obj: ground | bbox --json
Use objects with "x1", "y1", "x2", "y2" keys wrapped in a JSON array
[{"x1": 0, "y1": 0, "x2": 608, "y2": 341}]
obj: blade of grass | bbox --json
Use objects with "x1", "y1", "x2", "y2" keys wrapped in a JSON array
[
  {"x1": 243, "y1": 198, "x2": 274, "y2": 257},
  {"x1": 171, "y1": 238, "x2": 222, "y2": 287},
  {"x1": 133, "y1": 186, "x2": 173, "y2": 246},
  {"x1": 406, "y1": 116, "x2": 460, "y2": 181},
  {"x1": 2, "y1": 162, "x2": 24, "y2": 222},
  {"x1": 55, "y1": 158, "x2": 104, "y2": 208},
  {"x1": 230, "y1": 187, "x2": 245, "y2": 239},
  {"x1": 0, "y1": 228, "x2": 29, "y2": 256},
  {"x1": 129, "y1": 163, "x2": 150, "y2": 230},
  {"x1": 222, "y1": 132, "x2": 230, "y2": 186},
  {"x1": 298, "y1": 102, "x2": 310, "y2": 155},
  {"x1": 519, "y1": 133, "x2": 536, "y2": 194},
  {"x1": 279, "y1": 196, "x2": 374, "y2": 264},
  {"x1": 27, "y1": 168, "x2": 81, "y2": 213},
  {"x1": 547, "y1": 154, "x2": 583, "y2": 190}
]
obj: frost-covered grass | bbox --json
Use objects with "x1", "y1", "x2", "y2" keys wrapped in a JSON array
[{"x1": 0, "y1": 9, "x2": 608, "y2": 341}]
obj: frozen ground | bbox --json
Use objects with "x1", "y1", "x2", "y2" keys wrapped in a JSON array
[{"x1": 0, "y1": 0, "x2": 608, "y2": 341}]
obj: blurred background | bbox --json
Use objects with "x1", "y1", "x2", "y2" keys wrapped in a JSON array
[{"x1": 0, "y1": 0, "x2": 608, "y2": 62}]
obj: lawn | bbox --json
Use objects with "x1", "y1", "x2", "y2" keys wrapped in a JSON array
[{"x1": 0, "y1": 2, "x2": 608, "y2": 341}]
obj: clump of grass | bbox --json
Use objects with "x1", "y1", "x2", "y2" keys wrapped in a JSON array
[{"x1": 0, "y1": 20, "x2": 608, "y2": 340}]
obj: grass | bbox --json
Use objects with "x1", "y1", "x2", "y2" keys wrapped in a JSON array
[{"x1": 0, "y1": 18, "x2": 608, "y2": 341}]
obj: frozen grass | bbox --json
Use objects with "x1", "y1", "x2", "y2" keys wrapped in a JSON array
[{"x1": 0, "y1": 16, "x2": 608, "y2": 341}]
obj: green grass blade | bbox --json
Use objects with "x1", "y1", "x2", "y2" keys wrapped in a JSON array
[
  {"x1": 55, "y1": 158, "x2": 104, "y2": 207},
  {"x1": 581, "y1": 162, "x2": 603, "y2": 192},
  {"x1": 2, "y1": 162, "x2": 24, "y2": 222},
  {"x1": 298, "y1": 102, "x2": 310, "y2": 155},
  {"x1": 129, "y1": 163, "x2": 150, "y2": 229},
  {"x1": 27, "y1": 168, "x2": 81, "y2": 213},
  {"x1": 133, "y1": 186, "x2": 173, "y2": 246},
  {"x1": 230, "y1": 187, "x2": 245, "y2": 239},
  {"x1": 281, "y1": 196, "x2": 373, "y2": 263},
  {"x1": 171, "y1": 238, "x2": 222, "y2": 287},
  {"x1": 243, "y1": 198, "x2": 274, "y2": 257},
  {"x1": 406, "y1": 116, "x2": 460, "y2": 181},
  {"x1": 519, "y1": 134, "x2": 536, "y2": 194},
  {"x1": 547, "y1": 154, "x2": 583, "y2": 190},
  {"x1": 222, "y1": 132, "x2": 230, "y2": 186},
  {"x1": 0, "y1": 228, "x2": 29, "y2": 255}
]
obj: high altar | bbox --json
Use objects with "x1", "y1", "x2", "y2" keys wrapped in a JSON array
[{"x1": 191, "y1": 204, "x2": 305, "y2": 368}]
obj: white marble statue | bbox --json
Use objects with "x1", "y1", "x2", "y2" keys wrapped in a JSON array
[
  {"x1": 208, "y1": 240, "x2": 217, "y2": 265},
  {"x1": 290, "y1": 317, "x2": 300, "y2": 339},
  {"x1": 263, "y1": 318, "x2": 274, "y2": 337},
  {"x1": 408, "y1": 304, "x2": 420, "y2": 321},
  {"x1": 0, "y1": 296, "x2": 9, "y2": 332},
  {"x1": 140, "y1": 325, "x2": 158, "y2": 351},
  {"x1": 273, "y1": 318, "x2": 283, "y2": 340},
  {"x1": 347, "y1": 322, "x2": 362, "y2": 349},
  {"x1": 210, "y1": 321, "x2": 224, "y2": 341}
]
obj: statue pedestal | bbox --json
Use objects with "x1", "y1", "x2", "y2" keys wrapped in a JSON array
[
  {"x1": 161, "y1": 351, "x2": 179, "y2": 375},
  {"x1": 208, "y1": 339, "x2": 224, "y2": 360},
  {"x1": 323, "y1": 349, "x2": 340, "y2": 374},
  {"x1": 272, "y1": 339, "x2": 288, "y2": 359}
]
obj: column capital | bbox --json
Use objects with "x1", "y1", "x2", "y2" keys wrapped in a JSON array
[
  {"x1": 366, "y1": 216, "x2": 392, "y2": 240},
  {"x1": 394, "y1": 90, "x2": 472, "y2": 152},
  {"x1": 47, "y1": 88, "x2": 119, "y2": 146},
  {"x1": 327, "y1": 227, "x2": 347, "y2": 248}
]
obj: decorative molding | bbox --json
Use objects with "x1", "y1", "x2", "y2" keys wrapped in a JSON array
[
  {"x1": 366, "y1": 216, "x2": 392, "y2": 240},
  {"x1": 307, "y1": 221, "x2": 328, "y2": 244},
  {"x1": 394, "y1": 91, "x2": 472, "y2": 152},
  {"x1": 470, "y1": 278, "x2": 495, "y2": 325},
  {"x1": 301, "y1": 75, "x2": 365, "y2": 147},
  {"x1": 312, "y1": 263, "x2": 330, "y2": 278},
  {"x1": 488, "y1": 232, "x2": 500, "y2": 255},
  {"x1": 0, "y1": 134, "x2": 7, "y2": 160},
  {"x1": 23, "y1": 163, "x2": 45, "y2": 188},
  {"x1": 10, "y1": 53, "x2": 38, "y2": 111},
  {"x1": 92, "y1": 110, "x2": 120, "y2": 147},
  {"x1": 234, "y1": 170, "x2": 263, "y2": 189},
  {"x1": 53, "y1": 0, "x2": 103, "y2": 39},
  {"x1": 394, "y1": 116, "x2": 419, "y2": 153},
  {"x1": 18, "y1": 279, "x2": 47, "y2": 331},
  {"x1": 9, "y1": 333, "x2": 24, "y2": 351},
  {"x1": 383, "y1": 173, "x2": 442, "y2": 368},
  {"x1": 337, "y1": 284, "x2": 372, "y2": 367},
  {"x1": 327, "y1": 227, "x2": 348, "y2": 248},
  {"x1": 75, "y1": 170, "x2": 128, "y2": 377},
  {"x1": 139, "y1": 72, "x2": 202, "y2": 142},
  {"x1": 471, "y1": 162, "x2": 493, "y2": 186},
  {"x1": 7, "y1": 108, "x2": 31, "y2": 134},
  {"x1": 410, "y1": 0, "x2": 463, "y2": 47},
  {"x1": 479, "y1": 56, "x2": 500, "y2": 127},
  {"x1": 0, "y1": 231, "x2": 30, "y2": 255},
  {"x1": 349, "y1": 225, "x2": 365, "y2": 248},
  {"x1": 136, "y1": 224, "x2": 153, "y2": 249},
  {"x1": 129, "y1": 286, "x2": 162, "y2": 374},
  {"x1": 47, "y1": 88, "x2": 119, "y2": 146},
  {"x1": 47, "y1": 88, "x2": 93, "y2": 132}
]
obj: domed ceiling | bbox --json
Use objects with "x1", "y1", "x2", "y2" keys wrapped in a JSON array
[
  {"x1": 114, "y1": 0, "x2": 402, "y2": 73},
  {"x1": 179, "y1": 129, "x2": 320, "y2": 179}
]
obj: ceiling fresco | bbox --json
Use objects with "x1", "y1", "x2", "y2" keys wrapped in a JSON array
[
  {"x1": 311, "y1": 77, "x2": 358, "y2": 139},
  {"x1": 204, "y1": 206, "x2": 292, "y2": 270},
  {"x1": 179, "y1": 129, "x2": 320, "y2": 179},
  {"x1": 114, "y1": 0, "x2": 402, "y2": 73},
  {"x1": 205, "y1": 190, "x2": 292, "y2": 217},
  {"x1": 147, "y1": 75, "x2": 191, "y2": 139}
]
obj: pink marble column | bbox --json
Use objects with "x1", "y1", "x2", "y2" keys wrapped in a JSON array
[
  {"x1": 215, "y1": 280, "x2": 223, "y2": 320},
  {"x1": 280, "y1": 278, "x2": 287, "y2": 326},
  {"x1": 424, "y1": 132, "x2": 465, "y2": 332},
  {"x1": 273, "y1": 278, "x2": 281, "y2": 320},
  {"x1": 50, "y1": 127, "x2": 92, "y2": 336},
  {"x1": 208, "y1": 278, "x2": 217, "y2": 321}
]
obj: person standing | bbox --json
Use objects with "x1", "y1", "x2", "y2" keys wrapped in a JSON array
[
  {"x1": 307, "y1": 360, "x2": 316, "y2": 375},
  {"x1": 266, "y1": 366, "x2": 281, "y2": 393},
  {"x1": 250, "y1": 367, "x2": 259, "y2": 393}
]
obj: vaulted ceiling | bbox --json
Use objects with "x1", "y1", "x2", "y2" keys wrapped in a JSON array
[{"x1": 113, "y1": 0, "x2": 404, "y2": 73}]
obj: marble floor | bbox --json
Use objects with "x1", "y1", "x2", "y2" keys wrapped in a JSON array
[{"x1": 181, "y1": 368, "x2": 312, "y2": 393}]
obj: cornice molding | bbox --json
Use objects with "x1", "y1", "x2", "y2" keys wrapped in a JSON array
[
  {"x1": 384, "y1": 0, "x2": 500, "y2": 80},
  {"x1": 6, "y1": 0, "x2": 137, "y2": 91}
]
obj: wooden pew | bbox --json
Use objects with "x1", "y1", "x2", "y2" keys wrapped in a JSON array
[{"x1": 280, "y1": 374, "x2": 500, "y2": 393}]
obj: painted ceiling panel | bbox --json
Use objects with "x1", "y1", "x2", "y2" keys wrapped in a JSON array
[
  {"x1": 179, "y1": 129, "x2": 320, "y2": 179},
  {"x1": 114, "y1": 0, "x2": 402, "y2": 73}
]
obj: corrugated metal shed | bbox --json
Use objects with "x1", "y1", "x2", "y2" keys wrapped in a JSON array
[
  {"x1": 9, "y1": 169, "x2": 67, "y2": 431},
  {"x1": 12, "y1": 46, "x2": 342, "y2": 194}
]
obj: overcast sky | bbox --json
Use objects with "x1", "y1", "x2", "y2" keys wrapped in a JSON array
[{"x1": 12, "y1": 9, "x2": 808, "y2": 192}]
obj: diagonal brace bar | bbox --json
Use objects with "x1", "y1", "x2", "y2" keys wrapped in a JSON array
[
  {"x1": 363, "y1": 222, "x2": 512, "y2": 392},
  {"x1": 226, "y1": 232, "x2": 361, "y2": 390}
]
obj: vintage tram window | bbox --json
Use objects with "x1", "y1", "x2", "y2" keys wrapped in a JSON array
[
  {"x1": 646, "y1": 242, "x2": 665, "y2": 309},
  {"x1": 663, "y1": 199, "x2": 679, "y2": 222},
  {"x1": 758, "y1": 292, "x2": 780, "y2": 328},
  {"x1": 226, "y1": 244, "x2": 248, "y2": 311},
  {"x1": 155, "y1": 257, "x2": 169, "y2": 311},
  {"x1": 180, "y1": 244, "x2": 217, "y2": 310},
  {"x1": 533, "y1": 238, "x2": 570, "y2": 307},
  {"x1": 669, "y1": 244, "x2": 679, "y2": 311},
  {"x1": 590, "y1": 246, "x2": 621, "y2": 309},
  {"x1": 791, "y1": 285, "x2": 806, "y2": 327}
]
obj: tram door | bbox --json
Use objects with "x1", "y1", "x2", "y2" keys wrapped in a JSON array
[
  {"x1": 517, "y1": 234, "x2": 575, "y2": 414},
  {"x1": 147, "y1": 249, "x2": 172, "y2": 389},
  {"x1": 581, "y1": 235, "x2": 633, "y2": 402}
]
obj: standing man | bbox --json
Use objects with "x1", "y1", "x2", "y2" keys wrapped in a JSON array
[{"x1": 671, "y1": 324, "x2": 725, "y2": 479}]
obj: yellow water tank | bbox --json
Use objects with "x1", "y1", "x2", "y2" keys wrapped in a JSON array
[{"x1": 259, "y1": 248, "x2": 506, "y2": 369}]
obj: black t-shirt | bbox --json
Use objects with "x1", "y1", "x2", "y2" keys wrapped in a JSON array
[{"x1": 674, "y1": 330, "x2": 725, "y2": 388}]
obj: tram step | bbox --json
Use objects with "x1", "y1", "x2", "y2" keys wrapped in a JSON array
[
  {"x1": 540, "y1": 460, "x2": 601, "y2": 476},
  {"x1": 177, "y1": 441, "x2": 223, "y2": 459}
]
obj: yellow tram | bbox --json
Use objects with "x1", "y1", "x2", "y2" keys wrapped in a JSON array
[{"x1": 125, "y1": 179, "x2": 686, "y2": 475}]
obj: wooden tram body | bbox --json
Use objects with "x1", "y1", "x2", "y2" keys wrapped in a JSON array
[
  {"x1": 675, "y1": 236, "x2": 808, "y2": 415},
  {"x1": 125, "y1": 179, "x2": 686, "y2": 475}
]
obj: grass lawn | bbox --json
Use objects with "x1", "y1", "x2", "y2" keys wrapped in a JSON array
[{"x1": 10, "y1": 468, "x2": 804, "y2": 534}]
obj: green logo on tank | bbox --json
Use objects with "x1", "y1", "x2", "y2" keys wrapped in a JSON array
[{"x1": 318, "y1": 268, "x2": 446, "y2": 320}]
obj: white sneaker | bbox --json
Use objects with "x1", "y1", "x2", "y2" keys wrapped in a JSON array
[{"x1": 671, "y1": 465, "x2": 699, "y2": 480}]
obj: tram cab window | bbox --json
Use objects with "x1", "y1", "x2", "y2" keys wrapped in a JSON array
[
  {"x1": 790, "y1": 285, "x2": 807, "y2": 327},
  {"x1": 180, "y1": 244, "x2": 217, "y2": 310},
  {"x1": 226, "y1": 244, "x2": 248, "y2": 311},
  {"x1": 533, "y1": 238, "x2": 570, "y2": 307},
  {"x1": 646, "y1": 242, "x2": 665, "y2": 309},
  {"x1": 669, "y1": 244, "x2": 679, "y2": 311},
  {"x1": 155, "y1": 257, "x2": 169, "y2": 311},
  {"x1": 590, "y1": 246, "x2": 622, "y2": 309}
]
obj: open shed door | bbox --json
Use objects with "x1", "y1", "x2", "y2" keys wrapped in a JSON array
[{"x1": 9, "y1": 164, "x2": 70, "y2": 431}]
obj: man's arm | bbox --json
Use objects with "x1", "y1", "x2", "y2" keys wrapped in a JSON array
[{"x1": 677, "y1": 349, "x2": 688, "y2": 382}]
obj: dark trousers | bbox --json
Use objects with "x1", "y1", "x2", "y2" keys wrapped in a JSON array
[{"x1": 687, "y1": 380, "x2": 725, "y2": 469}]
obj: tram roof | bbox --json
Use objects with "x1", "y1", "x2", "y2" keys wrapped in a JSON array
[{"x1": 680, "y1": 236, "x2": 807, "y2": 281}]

◇ ◇ ◇ ◇ ◇ ◇ ◇

> **Work required**: Count how many lines in the records contain the word "green", treating uppercase and lowercase as distinct, and give only that number.

> **Full solution**: 2